The task:
Leaving out the images, please reproduce each line below exactly.

Data:
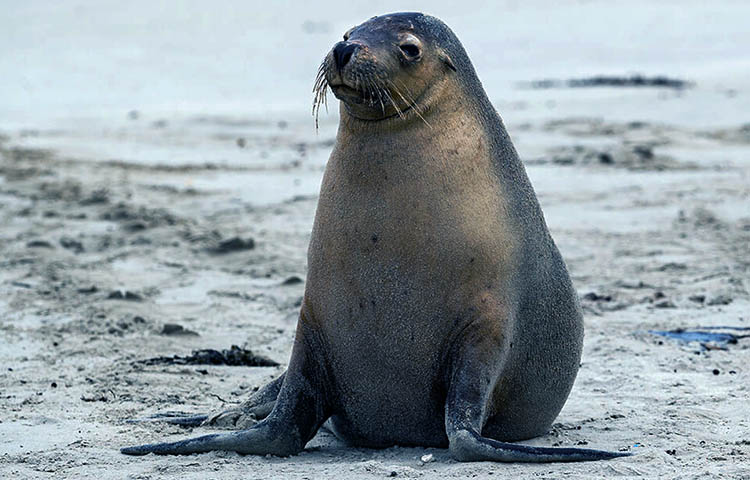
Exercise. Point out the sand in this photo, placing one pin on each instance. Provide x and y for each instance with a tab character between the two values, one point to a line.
121	220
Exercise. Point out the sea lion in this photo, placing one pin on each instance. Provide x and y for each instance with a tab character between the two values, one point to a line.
437	311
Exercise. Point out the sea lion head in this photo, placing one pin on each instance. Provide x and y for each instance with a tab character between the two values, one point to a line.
391	66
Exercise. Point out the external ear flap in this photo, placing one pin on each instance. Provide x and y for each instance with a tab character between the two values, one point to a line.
447	60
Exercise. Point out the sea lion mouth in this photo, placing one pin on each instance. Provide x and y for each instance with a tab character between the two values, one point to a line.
367	95
346	93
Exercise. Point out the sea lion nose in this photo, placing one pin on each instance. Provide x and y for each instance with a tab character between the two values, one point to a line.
343	52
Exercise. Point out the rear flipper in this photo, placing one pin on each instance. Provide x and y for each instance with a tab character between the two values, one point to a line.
475	369
250	412
300	409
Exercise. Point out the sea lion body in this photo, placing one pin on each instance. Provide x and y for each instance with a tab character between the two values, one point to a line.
435	224
437	309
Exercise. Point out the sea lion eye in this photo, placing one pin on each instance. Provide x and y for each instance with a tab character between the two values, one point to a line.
410	50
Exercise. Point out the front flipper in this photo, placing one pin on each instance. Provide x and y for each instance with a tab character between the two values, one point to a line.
254	409
475	369
250	412
300	409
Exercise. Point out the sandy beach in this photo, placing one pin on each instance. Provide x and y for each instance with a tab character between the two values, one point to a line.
147	215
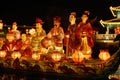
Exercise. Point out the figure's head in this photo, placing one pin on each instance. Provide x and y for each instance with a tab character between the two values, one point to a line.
14	26
72	17
57	20
10	36
23	37
39	23
1	24
85	16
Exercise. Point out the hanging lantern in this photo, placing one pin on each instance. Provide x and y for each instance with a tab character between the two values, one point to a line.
78	56
56	56
104	55
85	48
2	53
36	56
16	54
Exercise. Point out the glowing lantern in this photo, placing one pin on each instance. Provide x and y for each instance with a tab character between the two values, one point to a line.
56	56
104	55
36	56
2	53
10	36
85	48
78	56
16	54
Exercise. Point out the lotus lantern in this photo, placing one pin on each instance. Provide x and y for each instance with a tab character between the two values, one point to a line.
36	56
78	56
104	55
2	53
56	56
16	54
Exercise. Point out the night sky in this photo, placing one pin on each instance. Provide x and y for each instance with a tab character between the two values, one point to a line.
25	12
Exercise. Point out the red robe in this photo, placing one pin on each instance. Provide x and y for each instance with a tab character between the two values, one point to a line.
57	35
89	32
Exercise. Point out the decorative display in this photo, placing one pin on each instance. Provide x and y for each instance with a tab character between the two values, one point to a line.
104	55
3	53
15	54
36	56
56	56
78	56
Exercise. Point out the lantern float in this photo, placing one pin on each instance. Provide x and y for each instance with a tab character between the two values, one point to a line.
104	55
56	56
16	54
78	56
36	56
2	53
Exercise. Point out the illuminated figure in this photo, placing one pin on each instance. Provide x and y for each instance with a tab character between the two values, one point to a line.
57	33
84	26
2	34
11	44
15	31
70	34
25	41
40	32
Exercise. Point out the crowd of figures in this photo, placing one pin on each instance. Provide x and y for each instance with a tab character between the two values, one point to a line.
36	39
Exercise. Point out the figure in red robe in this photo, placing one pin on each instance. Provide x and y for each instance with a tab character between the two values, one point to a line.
84	26
69	39
57	33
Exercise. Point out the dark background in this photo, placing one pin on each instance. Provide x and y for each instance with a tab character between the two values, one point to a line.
25	12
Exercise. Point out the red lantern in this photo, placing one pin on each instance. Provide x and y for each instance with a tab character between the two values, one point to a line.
56	56
36	56
104	55
2	53
16	54
78	56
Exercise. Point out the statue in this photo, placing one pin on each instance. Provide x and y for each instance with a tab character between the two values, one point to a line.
56	34
70	34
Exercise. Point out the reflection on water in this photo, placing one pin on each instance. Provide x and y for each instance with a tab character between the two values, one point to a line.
19	77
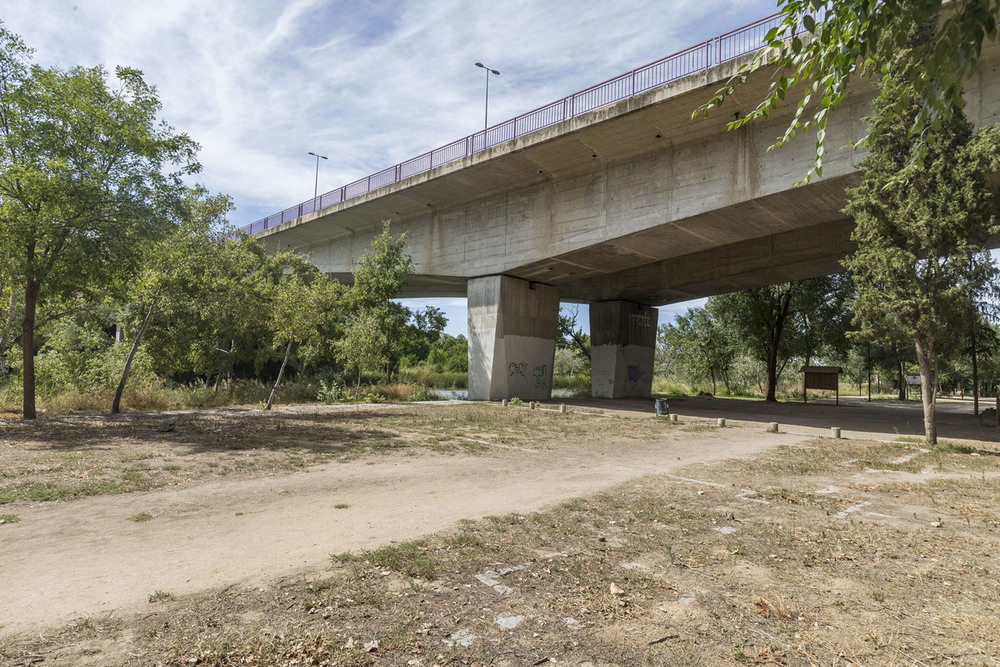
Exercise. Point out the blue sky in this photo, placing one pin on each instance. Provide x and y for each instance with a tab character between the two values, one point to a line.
260	83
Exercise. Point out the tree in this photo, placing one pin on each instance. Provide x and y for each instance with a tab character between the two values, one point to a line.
821	45
172	267
302	315
570	336
923	217
757	317
83	180
699	347
779	322
377	325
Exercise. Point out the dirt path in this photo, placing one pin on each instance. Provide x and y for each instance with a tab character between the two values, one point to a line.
81	559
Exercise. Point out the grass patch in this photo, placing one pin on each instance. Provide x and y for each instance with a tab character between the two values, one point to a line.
411	558
160	596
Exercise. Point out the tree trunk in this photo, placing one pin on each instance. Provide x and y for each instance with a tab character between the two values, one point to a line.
928	381
784	301
9	320
902	382
31	288
281	372
116	403
772	373
975	377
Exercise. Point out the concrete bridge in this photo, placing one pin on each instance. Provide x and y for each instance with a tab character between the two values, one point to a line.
624	205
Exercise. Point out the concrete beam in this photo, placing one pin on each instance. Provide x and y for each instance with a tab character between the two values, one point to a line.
512	338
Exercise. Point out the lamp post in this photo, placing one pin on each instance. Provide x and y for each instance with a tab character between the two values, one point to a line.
486	120
316	185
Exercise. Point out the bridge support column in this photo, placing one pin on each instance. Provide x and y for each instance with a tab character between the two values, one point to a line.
512	338
622	345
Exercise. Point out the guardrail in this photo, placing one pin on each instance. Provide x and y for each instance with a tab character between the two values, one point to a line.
723	48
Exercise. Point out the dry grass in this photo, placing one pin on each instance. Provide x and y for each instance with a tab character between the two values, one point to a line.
829	554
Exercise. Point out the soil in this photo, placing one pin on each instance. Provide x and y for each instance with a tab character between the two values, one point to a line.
71	562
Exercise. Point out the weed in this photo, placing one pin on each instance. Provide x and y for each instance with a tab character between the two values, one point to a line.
411	558
464	539
322	584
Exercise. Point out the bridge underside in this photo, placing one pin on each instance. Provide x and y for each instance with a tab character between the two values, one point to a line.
627	207
789	235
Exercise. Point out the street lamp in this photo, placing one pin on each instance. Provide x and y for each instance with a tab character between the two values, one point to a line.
316	186
486	120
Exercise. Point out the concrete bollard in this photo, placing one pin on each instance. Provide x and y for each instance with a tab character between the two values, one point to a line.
661	406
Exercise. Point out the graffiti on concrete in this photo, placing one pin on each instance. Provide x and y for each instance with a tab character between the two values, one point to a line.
541	375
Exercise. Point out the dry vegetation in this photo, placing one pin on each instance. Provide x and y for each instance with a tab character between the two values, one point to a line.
836	553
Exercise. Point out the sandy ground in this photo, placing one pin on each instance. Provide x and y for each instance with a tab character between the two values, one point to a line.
84	558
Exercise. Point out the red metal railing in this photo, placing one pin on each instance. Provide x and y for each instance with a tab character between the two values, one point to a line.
727	46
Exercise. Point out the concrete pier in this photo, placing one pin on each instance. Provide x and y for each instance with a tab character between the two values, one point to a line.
622	344
512	338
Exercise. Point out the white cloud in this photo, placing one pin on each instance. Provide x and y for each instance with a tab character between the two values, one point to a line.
259	84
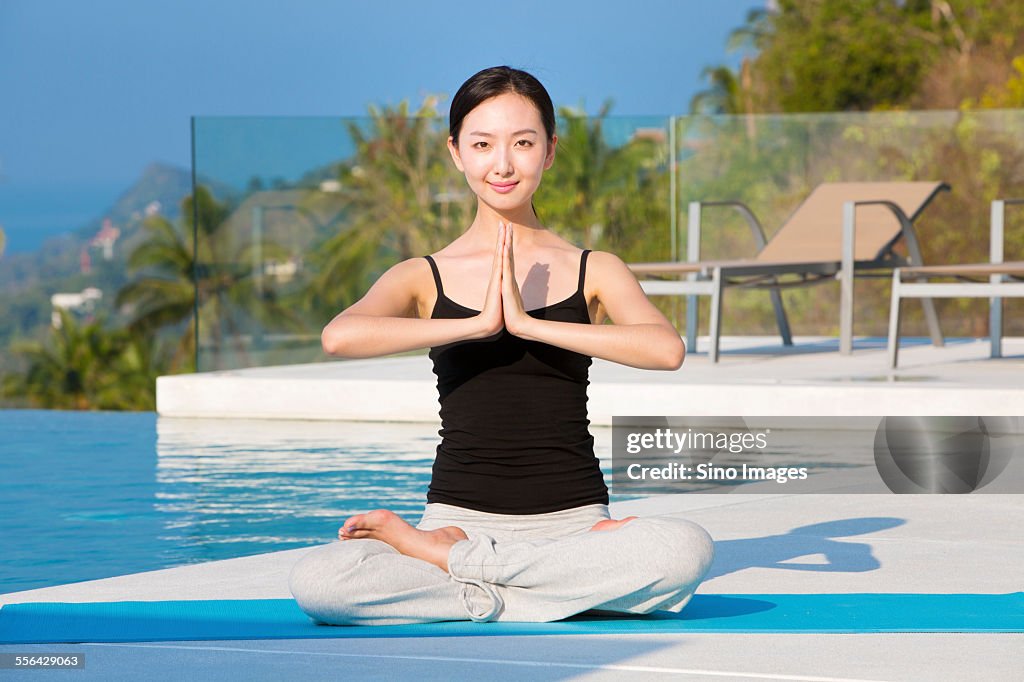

Output below:
Exercise. Point out the sand in this photo, placing one pin on each instance. Provide x and y for each instance with a tab character between the two values, one point to a line.
121	220
Exercise. Point out the sea lion in this photo, placing one pin on each instance. Provide x and y for each instance with a tab character between the two values, one point to a line.
437	311
Exercise. Point out the sea lion head in this photo, placing one pin on each instance. Provide x and y for each instance with a tab character between the two values, one point to a line.
391	66
Exercise. Point out the external ear flap in this photo, placing one pin on each instance. Provide x and y for each instance with a tab character between the two values, one point to a line.
447	60
Exercise. Point out the sea lion mouth in this photo, placing one pin on each instance. Provide x and y for each instance with a tab character between the two values, one point to a line.
367	95
346	93
Exercise. Point out the sea lion nose in this photo, placing one pin on each instance. Provide x and y for each instance with a tab character between the two values, one point to a line.
343	52
Exercise. Point out the rear flipper in this photo, placing one pin on each instance. Provide x and y for each instance with a tab character between the two values, one point to a line.
475	369
250	412
300	409
Exercise. Point out the sea lion body in this photo, placing one pin on each instance. Provide x and y for each instance with a tab character between the two values, one point to a line.
435	224
437	309
Exercise. Point out the sea lion eye in this photo, placing one pin on each instance. Provide x and y for each instance with a tab character between the two values, one point to a line.
410	50
Exercise. Point out the front flipper in this photo, placing one pin on each instance. Provide x and y for each instance with a tab character between the two values, one point to a line.
254	409
475	369
250	412
300	409
Exercise. Point out the sandy beach in this photo, placing one pin on each instance. Provide x and y for each instance with a tab character between the two values, one point to a line.
147	215
Exercise. Point out the figure's head in this photo, placing one pin on each instance. Provide x and y for each instance with a tab character between the two values, one point to a line.
14	26
72	17
57	20
10	36
23	37
39	23
1	24
85	16
Exercise. Point out the hanging lantern in this photo, placing one pin on each instance. Provide x and y for each instance with a tab character between the two values, one point to a line.
78	56
56	56
104	55
85	48
2	53
36	56
16	54
Exercise. Point out the glowing lantern in this photo, placing one pin on each instance. Provide x and y for each instance with a tab character between the two values, one point to a line.
56	56
104	55
36	56
2	53
10	36
85	48
78	56
16	54
Exercise. Point out the lotus lantern in this photo, placing one pin on each instance. Provide x and y for each instance with a tab character between the two values, one point to a line.
36	56
78	56
104	55
2	53
56	56
16	54
Exercise. Point out the night sky in this photo, placing one pin on each instance. Provide x and y for each instance with a tab character between the two values, one point to a line.
25	12
Exercise. Point out the red robe in this photo, placing one pin on each instance. Provide x and y for each instance with a tab character between the two values, one point to a line.
57	35
89	32
Exercise. Point out the decorative display in this photo, placing one pin on each instance. Provide x and y for each instance with a tab character between the two values, one point to a line.
104	55
3	53
15	54
36	56
56	56
78	56
Exercise. Point out the lantern float in this photo, placing one pin on each instance. Provide x and y for each instance with a tab character between the two values, one point to a line.
104	55
56	56
16	54
78	56
36	56
2	53
Exercise. Point out the illuminated figure in this photo, placing one pin on each instance. Provide x and y for each instance with a tab character between the two values, one point to a line.
57	33
84	26
2	34
11	44
15	31
70	34
25	41
40	32
Exercise. Point out the crowd of figures in this photo, placing one pin on each instance. Provide x and y for each instance with a tab character between the two values, one point to a line.
36	39
Exercise. Point out the figure in red robe in this photo, placing one pin on each instance. Provide x and y for each instance with a tab character between the two values, one point to a line.
84	26
69	39
57	33
Exercise. Point out the dark background in this photo, placing one pin on each instance. Provide x and y for each instance with a tab character between the two values, one point to a line.
25	12
Exercise. Point out the red lantern in this photo, placing one pin on each instance. Provide x and y for each instance with a tab character between the two values, one point to a line.
56	56
36	56
104	55
2	53
16	54
78	56
Exercise. Point out the statue in this photo, placing one pin on each instance. Provide x and y for each instance with a tab character between the two values, one point to a line.
56	34
70	34
Exercise. Point out the reflection on water in this photo, placing one pin on each instance. Provide x and y for each instance with a tab character between the two values, one point to a line.
19	77
Exercise. Point out the blue sky in this photo, placing one pin on each instance. Provide x and y for each instance with a tab character between the two values, one point to a line.
260	83
Exercise. Point out the tree in this photo, placing one pin on each instance. Provide x and y for each instance with a tab character between the two values, one point to a line.
821	45
172	267
302	315
570	336
923	217
757	317
83	180
699	347
779	322
377	325
Exercise. Point out the dirt path in this photo, placing one pin on each instance. Provide x and y for each instance with a tab character between the two values, one point to a line.
81	559
Exercise. Point out the grass patch in this photo, placing one pin on each instance. Provide x and y for each instance with a tab character between the two values, one point to a line.
411	558
160	596
Exercise. Point out the tree trunk in this photo, placing one pin on each instance. Provide x and y for each instance with a tab character between the two values, one point to a line.
928	381
784	301
9	320
902	382
31	288
281	372
116	403
772	373
975	377
Exercise. Point out the concrete bridge in this photo, placing one pin on each instance. Provide x and y for each instance with a tab character between the two values, one point to a line.
624	205
Exercise. Point out the concrete beam in this photo, placing one pin on each instance. Provide x and y for each instance with a tab character between the two values, one point to a line.
512	338
Exercise. Point out the lamp post in this photo, placing one pin on each instance. Provide x and y for each instance with a tab character between the two values, one point to a line.
486	120
316	185
Exercise. Point out the bridge support column in this photo, placing one pin on each instance. Provide x and y for each instance with a tab character between the two values, one point to a line.
512	338
622	345
Exercise. Point out the guardrail in this photo, placing one pin on each instance. Provide x and y for each instance with a tab character between the two values, one point to a line.
723	48
Exercise. Point out the dry grass in this photo, placing one pin on each instance. Provide x and y for each instance with a tab character between the two values, one point to a line.
829	554
Exercise. Point out the soil in this photo, placing one pin on each instance. Provide x and y for each instance with a tab character between the two values, one point to a line.
71	562
Exercise. Point out the weed in this photo, placing one pin on each instance. Provide x and y for each instance with a tab character between the two values, one point to a line.
411	558
464	539
322	584
Exercise. Point out the bridge underside in this photo, placing one pin on each instance. Provide x and y for each instance with a tab character between the two values, one point to a line.
627	207
789	235
Exercise. Point out the street lamp in this photo, placing one pin on each instance. Provide x and y for each instance with a tab character between the two values, one point to a line.
316	186
486	120
Exercise. Point out the concrete bollard in this photo, placing one pin on each instance. Provide x and y for each instance with a tab character between the two values, one point to a line.
661	406
Exercise. Point out the graffiti on concrete in this photo, placing one pin on each instance. Provide x and y for each instance with a tab character between the two values, one point to a line.
541	375
Exercise. Point out the dry vegetation in this photo, placing one pin on each instance. Provide x and y for each instance with a tab character between the two values, one point to a line.
836	553
Exercise. Point out the sandy ground in this photo, placing one pin on each instance. Provide x and y for each instance with a tab character between the two values, one point to a line.
84	558
Exercise. Point out the red metal railing in this photo, placing one pin on each instance. Provide x and y for each instance with a tab character between the two values, one point to a line.
727	46
Exercise. Point out the concrete pier in this photo, placing one pin on each instance. Provide x and y for each instance with a tab character between the two values, one point to a line.
622	344
512	338
Exercise. Point out the white cloud in this photo, placing one pin on each instance. Provide x and y for each instance with a tab character between the two values, one point to a line.
259	84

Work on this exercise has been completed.